**WHAT IS EXPECTED**
Please reproduce the material below, substituting "Compliance audit" for each occurrence of "Regulatory review" and leaving everything else unchanged.

━━━ ENTRIES SHOWN

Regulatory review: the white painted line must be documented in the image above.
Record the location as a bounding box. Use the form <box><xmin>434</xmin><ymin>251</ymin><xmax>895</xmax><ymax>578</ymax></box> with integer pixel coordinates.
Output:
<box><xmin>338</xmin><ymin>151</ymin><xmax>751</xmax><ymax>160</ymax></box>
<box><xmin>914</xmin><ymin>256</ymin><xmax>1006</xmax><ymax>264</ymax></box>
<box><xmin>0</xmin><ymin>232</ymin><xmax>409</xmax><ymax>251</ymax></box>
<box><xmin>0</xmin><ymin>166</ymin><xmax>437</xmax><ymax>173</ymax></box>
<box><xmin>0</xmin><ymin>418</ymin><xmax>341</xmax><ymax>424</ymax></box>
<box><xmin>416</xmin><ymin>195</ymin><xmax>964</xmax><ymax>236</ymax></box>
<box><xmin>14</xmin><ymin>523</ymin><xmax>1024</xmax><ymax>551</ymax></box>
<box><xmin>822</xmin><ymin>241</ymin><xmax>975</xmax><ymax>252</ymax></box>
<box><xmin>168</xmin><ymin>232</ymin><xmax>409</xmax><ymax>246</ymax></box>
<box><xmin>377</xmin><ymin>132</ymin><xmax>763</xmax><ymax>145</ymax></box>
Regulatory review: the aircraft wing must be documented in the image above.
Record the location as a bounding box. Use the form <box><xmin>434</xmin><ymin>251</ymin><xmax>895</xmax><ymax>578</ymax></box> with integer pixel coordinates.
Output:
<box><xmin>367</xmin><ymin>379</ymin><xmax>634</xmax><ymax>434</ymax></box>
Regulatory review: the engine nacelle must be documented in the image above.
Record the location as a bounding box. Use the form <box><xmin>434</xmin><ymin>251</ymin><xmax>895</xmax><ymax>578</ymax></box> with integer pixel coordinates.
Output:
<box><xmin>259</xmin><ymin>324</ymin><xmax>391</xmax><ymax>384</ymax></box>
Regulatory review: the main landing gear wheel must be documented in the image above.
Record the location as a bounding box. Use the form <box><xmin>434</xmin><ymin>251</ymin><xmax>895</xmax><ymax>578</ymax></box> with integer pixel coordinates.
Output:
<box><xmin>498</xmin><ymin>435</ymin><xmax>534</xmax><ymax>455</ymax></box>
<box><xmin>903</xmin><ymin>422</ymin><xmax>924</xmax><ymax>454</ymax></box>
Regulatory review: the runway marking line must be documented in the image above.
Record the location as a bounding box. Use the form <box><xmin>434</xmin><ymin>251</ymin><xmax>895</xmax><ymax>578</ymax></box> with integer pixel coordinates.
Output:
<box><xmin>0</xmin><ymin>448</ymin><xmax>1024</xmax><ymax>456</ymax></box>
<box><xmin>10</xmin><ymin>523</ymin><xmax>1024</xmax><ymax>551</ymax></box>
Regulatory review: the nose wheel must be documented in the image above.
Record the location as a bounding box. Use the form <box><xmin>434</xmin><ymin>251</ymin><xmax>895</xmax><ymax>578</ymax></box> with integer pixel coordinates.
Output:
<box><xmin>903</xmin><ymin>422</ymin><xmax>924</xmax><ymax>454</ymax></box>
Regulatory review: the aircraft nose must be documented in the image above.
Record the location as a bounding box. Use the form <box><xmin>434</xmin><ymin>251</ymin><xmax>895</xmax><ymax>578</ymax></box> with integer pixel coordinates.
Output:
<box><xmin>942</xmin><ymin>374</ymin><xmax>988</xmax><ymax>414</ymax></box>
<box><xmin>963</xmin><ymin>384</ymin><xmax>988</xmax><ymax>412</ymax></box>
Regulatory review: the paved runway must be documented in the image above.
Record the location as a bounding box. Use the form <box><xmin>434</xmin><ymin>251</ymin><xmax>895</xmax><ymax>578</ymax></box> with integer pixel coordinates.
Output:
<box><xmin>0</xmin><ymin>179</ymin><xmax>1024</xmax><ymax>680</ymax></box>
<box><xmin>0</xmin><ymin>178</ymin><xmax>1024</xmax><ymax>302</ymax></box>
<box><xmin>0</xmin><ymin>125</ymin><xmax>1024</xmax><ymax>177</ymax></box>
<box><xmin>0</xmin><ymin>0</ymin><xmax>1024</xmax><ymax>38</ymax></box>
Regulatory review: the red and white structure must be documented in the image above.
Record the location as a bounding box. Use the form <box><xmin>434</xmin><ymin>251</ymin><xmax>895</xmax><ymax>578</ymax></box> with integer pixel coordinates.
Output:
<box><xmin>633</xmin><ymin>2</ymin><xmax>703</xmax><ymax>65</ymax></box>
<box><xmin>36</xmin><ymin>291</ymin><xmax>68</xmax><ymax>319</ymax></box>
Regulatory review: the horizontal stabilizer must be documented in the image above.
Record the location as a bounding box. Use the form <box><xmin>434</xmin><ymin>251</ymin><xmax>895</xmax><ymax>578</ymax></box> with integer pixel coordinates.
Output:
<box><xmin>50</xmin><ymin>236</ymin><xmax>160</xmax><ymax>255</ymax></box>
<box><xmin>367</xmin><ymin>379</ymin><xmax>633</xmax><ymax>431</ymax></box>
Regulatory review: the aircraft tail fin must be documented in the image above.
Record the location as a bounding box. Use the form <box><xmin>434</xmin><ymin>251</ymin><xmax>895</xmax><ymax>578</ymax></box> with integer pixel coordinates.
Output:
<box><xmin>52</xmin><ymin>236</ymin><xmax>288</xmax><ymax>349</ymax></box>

━━━━━━

**SOLUTION FOR THIS TASK**
Compliance audit: the white painted line must be documented in the image above.
Record the location as a bounding box. Use the form <box><xmin>434</xmin><ymin>251</ymin><xmax>895</xmax><ymax>578</ymax></box> with integer pixel coordinates.
Output:
<box><xmin>338</xmin><ymin>151</ymin><xmax>751</xmax><ymax>160</ymax></box>
<box><xmin>914</xmin><ymin>256</ymin><xmax>1006</xmax><ymax>264</ymax></box>
<box><xmin>0</xmin><ymin>232</ymin><xmax>409</xmax><ymax>251</ymax></box>
<box><xmin>0</xmin><ymin>166</ymin><xmax>437</xmax><ymax>173</ymax></box>
<box><xmin>0</xmin><ymin>418</ymin><xmax>341</xmax><ymax>424</ymax></box>
<box><xmin>416</xmin><ymin>195</ymin><xmax>964</xmax><ymax>236</ymax></box>
<box><xmin>14</xmin><ymin>523</ymin><xmax>1024</xmax><ymax>551</ymax></box>
<box><xmin>822</xmin><ymin>241</ymin><xmax>975</xmax><ymax>252</ymax></box>
<box><xmin>168</xmin><ymin>232</ymin><xmax>409</xmax><ymax>246</ymax></box>
<box><xmin>377</xmin><ymin>132</ymin><xmax>763</xmax><ymax>145</ymax></box>
Compliance audit: the aircraft wing must be documented in the image above.
Record the location as a bounding box. Use the form <box><xmin>434</xmin><ymin>251</ymin><xmax>895</xmax><ymax>578</ymax></box> with integer pixel coordinates.
Output:
<box><xmin>367</xmin><ymin>379</ymin><xmax>634</xmax><ymax>434</ymax></box>
Compliance audit: the engine nacelle must be documented in the image above.
Record the location as a bounding box. Use the form <box><xmin>434</xmin><ymin>251</ymin><xmax>895</xmax><ymax>578</ymax></box> with integer pixel coordinates.
Output:
<box><xmin>259</xmin><ymin>324</ymin><xmax>391</xmax><ymax>384</ymax></box>
Compliance audit: the main landing gear wheel must be documented in the image above.
Record the location as a bounding box. Use the form <box><xmin>434</xmin><ymin>251</ymin><xmax>895</xmax><ymax>578</ymax></box> with integer pixel coordinates.
Output:
<box><xmin>498</xmin><ymin>435</ymin><xmax>534</xmax><ymax>455</ymax></box>
<box><xmin>903</xmin><ymin>422</ymin><xmax>924</xmax><ymax>454</ymax></box>
Compliance audit: the runway marking line must be documented in the image above.
Record the location as a bounding box. Use the form <box><xmin>434</xmin><ymin>251</ymin><xmax>895</xmax><ymax>578</ymax></box> with integer pixel coordinates.
Output:
<box><xmin>0</xmin><ymin>448</ymin><xmax>1024</xmax><ymax>456</ymax></box>
<box><xmin>10</xmin><ymin>523</ymin><xmax>1024</xmax><ymax>551</ymax></box>
Compliance audit: the nose wheel must be documented in the image above.
Record the location as a bounding box. Use the form <box><xmin>434</xmin><ymin>251</ymin><xmax>895</xmax><ymax>578</ymax></box> with integer pixel coordinates.
Output:
<box><xmin>903</xmin><ymin>422</ymin><xmax>924</xmax><ymax>454</ymax></box>
Compliance audit: the aircraft nose must be documented in the image above.
Record the location as a bounding box. Use the form <box><xmin>434</xmin><ymin>251</ymin><xmax>895</xmax><ymax>578</ymax></box> with integer pixel coordinates.
Output:
<box><xmin>942</xmin><ymin>374</ymin><xmax>988</xmax><ymax>414</ymax></box>
<box><xmin>963</xmin><ymin>384</ymin><xmax>988</xmax><ymax>412</ymax></box>
Compliance audit: the paved runway must be documented in the image above.
Record the location as a bounding box. Use the form <box><xmin>434</xmin><ymin>251</ymin><xmax>895</xmax><ymax>578</ymax></box> with integer pixel coordinates.
Output:
<box><xmin>0</xmin><ymin>179</ymin><xmax>1024</xmax><ymax>680</ymax></box>
<box><xmin>0</xmin><ymin>178</ymin><xmax>1024</xmax><ymax>302</ymax></box>
<box><xmin>0</xmin><ymin>125</ymin><xmax>1024</xmax><ymax>177</ymax></box>
<box><xmin>0</xmin><ymin>0</ymin><xmax>1024</xmax><ymax>38</ymax></box>
Compliance audit: the red and white structure must be documented in the image above.
Record the location as a bounding box. Use the form <box><xmin>434</xmin><ymin>251</ymin><xmax>895</xmax><ymax>578</ymax></box> with integer pixel coordinates.
Output:
<box><xmin>633</xmin><ymin>2</ymin><xmax>703</xmax><ymax>65</ymax></box>
<box><xmin>36</xmin><ymin>291</ymin><xmax>68</xmax><ymax>319</ymax></box>
Compliance audit: the horizontal stabilizer must be documented in the image above.
Record the location as a bounding box. Use the form <box><xmin>434</xmin><ymin>251</ymin><xmax>895</xmax><ymax>578</ymax></box> with integer pixel coordinates.
Output:
<box><xmin>50</xmin><ymin>236</ymin><xmax>160</xmax><ymax>255</ymax></box>
<box><xmin>367</xmin><ymin>379</ymin><xmax>633</xmax><ymax>431</ymax></box>
Compliance audit: the aircraft tail fin must be documented in the image above.
Record the location as a bounding box. Use the form <box><xmin>434</xmin><ymin>251</ymin><xmax>895</xmax><ymax>578</ymax></box> with integer pixel coordinates.
Output:
<box><xmin>52</xmin><ymin>236</ymin><xmax>288</xmax><ymax>349</ymax></box>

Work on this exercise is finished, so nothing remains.